Skip every picture, and copy exactly the lines from the one containing "Please mark the pond with" to the end of the data.

#####

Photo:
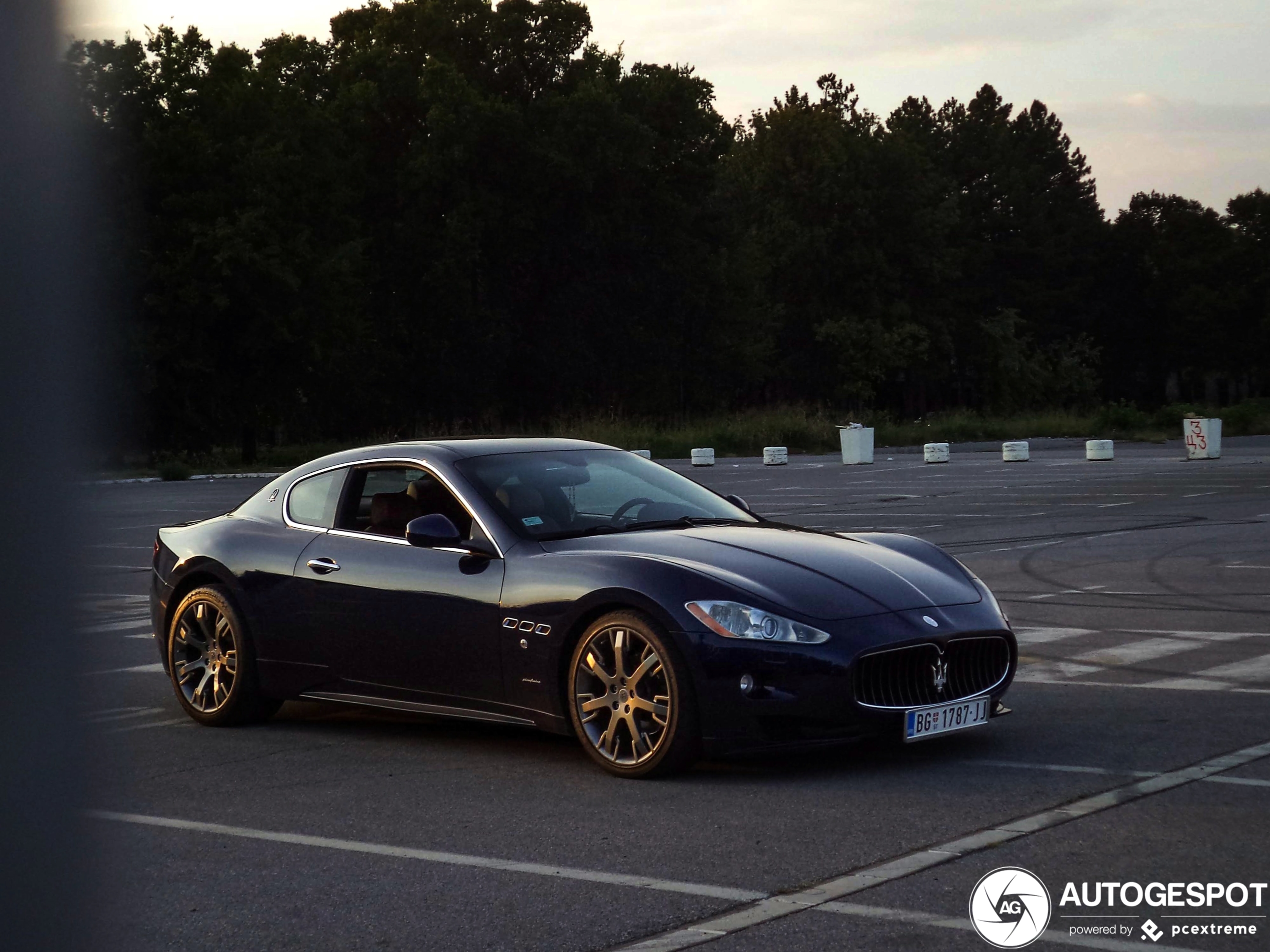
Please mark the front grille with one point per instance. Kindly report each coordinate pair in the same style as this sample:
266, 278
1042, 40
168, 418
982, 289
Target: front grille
906, 677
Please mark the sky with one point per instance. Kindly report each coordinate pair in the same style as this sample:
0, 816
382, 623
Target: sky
1168, 95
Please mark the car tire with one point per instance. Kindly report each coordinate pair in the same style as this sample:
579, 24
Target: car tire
211, 662
652, 727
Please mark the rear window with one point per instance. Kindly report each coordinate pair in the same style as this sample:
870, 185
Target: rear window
313, 501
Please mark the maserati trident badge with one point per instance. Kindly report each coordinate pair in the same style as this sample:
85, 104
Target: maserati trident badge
940, 675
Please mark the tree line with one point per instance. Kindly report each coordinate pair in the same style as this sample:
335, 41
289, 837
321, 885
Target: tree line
460, 213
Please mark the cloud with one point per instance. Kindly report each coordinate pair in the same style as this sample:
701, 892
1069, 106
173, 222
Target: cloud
1144, 142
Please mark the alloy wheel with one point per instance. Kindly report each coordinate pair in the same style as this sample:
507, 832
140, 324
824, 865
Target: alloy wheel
205, 657
622, 691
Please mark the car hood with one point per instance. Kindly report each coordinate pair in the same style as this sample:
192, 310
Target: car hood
810, 573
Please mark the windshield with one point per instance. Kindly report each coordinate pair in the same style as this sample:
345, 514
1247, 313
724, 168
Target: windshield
556, 494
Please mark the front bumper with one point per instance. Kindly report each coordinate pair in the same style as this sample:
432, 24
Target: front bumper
804, 695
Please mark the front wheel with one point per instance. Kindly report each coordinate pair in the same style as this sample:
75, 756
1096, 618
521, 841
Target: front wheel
630, 699
211, 662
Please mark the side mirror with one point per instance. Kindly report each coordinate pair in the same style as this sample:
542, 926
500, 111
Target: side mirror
432, 531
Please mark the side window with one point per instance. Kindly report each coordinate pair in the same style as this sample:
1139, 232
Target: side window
382, 499
313, 502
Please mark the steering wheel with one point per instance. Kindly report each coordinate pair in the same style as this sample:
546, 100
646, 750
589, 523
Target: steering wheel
628, 504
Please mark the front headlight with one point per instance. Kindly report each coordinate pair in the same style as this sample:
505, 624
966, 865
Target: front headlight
737, 621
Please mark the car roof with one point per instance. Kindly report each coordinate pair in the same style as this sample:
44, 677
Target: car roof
488, 446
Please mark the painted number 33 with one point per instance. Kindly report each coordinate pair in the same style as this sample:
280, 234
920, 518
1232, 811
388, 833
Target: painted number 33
1194, 437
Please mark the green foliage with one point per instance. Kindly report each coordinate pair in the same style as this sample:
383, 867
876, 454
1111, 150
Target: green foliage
173, 470
460, 212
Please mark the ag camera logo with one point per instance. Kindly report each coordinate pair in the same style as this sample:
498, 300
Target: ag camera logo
1010, 908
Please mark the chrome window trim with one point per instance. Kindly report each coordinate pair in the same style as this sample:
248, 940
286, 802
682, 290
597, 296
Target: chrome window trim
412, 461
286, 499
950, 701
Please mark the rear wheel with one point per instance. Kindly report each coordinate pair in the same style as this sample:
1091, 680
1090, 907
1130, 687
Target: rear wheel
630, 699
211, 662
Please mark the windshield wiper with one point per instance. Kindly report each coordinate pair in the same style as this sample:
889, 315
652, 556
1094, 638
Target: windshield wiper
682, 522
578, 534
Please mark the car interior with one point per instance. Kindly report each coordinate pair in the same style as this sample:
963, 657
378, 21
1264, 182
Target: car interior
382, 501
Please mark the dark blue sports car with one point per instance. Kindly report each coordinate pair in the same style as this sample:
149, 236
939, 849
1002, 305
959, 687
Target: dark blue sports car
576, 588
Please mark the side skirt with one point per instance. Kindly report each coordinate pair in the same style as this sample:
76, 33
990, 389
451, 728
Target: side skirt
464, 714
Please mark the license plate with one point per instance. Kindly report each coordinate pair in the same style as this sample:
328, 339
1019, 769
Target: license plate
928, 721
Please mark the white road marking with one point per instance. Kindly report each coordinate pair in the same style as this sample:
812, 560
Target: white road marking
114, 626
1169, 685
789, 904
1137, 652
963, 925
432, 856
1061, 768
1053, 672
1248, 669
1204, 635
173, 723
1071, 768
136, 669
125, 716
1039, 636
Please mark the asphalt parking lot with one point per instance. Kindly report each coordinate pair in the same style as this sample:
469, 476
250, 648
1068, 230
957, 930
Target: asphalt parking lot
1138, 751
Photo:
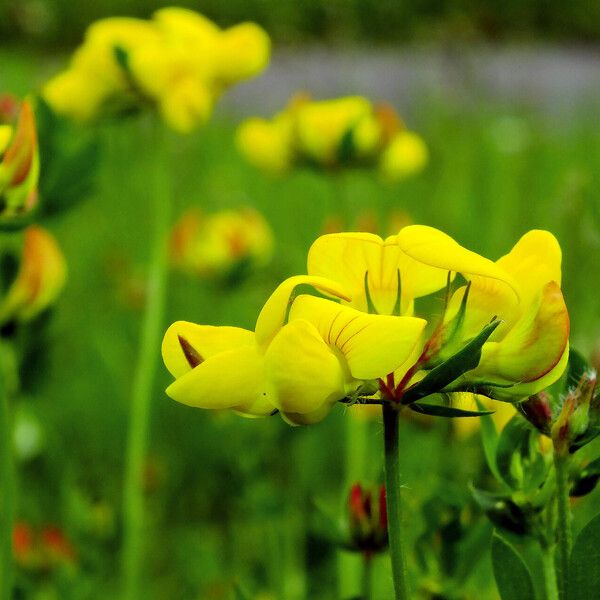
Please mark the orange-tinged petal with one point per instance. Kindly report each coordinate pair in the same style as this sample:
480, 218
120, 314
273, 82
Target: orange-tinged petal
534, 346
203, 340
373, 345
272, 316
234, 378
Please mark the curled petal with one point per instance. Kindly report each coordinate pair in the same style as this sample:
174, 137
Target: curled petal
184, 338
373, 345
535, 345
231, 379
346, 257
273, 314
436, 249
305, 375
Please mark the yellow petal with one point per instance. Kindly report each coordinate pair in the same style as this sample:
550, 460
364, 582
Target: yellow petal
436, 249
303, 372
346, 257
534, 346
273, 313
234, 378
373, 345
533, 262
205, 340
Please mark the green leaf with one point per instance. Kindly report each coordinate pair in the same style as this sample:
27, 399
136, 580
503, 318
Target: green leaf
440, 410
578, 365
512, 445
584, 569
489, 439
466, 359
587, 479
512, 575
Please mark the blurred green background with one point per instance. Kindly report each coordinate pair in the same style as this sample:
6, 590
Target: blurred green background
233, 500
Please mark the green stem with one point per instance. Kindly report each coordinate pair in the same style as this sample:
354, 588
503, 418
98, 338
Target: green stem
133, 494
549, 573
367, 577
7, 497
564, 533
391, 421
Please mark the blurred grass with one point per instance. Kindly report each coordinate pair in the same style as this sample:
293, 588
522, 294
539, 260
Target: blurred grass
228, 498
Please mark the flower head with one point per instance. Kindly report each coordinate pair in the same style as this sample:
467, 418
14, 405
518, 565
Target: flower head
19, 166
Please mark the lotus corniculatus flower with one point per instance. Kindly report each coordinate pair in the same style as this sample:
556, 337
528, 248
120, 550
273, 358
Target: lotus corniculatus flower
222, 244
19, 168
180, 62
526, 348
40, 279
331, 134
290, 364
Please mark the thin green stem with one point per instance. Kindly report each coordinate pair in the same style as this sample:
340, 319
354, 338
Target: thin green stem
549, 573
133, 495
391, 421
7, 497
564, 532
367, 577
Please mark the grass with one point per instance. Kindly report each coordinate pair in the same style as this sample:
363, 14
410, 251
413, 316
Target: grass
229, 498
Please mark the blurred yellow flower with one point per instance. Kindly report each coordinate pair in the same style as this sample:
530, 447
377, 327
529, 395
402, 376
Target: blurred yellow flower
180, 62
40, 279
300, 360
216, 245
19, 166
330, 134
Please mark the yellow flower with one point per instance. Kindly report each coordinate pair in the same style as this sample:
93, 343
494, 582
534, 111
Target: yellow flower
179, 62
406, 155
19, 167
530, 347
267, 144
40, 279
217, 244
302, 367
244, 51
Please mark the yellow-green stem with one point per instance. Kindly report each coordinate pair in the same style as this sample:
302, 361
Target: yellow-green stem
7, 491
564, 534
141, 397
391, 422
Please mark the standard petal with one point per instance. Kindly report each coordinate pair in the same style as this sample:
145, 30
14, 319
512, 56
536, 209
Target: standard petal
534, 261
201, 340
303, 372
273, 314
234, 378
436, 249
534, 346
346, 257
373, 345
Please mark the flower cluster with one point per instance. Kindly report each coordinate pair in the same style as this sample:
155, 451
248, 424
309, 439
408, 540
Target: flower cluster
503, 331
180, 62
221, 244
19, 162
330, 134
40, 278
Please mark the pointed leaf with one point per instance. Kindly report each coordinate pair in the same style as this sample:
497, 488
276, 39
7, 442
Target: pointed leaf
512, 575
578, 365
440, 410
451, 369
489, 439
584, 571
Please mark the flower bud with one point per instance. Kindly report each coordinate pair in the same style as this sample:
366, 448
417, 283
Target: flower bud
367, 516
19, 167
40, 279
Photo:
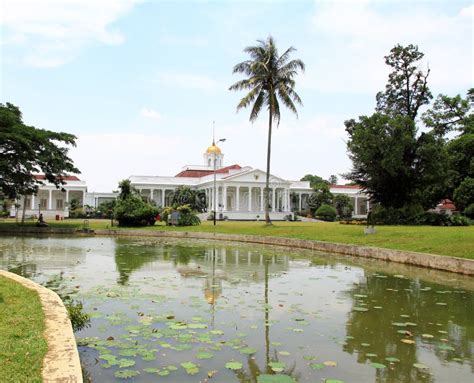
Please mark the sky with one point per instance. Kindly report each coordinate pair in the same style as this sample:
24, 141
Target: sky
141, 82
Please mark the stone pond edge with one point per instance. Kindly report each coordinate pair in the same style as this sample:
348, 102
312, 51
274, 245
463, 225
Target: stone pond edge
61, 362
432, 261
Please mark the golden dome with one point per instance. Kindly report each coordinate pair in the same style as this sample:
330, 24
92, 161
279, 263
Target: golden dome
213, 149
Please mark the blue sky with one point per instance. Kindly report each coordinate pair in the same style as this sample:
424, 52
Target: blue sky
140, 82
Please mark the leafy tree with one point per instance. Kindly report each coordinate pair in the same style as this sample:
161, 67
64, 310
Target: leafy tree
326, 213
407, 88
451, 114
26, 151
464, 194
131, 209
391, 160
184, 195
315, 181
332, 179
270, 79
343, 205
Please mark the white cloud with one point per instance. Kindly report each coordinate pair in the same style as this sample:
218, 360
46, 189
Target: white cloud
189, 81
52, 32
151, 114
359, 34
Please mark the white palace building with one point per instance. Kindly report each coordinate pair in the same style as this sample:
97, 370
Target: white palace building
239, 192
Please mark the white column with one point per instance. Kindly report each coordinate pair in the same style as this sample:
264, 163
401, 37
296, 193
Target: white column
250, 198
224, 197
273, 199
237, 198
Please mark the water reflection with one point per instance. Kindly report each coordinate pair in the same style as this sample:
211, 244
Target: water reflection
178, 298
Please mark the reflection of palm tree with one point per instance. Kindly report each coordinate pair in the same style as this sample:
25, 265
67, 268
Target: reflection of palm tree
254, 370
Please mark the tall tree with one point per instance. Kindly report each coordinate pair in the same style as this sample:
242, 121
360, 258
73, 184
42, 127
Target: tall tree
391, 160
407, 87
270, 79
26, 151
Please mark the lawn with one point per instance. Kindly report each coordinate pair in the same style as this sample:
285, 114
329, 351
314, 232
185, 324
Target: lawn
452, 241
22, 346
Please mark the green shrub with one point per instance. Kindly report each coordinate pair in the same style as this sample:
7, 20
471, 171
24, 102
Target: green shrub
469, 211
458, 220
464, 195
133, 211
326, 213
187, 216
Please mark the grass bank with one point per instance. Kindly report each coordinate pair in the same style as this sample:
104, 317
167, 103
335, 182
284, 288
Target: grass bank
451, 241
22, 346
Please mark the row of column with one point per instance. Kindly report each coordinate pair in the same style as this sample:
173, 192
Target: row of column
50, 199
221, 200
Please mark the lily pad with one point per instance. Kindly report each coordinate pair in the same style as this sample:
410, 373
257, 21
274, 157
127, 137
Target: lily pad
233, 365
277, 366
278, 378
248, 350
378, 365
421, 366
204, 355
392, 359
126, 374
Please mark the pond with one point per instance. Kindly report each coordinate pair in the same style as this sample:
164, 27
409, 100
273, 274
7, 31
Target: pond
192, 311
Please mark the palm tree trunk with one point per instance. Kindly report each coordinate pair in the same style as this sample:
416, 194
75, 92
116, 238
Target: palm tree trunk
267, 183
24, 210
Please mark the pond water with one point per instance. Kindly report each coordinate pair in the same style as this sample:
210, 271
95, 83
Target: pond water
192, 311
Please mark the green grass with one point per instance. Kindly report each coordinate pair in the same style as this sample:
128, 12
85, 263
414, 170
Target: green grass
22, 346
452, 241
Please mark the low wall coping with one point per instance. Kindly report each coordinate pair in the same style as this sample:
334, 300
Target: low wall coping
433, 261
61, 363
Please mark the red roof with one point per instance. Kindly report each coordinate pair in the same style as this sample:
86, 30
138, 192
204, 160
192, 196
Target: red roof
346, 186
64, 178
446, 204
203, 173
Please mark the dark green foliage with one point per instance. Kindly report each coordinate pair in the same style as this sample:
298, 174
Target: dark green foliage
315, 181
343, 205
79, 319
26, 150
326, 213
469, 211
407, 89
270, 79
392, 161
464, 194
196, 199
131, 210
187, 216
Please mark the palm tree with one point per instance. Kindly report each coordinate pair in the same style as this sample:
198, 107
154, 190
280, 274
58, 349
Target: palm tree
270, 79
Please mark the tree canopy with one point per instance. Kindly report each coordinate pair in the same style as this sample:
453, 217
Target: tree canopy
270, 78
26, 151
397, 162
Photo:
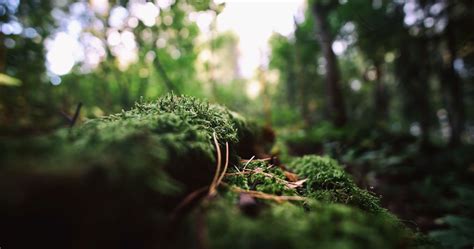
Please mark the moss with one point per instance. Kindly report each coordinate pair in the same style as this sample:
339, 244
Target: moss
293, 226
115, 181
328, 182
260, 176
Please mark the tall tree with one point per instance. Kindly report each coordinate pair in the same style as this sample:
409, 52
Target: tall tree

#####

## Reply to the exercise
Please mark the pond with one point per instance. Kindly report each coordinate pair in the same style as this sample:
164, 27
409, 100
273, 274
7, 31
Target: pond
192, 311
Please mark the palm tree trunk with one point per instance. Kindly report each coordinate pair in the same style as this sample:
416, 194
75, 92
116, 238
Target: palm tree trunk
267, 183
24, 210
Please mark the pond water with one point per instance. Kindly report each coordinate pair in the same style as this sample:
210, 271
95, 83
Target: pond water
192, 311
Please mark the green grass with one point per instance. Kindly report each coordinate pair in the same style as this sample:
128, 12
85, 263
414, 170
Target: green grass
22, 346
452, 241
Please mark the low wall coping with one point per instance. Kindly report each coordinate pair in the same style as this sample:
334, 300
Target: low wall coping
433, 261
61, 363
Please mark the red roof with one point per instance. Kindly report each coordinate pair in the same style as this sample:
86, 30
138, 192
204, 160
192, 196
Target: red roof
346, 186
64, 178
446, 204
203, 173
Please mark the dark green foliage with one point per instance. Kindly report each coordinate pair in the same style as this sample:
298, 174
Target: dark green foliage
315, 181
343, 205
79, 319
26, 150
326, 213
469, 211
407, 89
270, 79
392, 161
464, 194
196, 199
131, 210
187, 216
Please mark the palm tree with one point per instance. Kindly report each coordinate pair in the same style as this sample:
198, 107
154, 190
280, 274
58, 349
Target: palm tree
270, 79
Please mark the tree canopy with one point per instance. Kindly report each coordinate pair in the same style as this sample:
453, 217
Target: tree canopy
270, 78
26, 151
397, 162
Photo:
Please mark the moss with one point per instance. Kindly report each coordinate pair in the same style as this sample:
339, 244
Target: moss
293, 226
115, 181
328, 182
260, 176
Please mark the tall tree with one point per instance. Kindly report each coordinate pair in the same style as this sample:
409, 52
Target: tall tree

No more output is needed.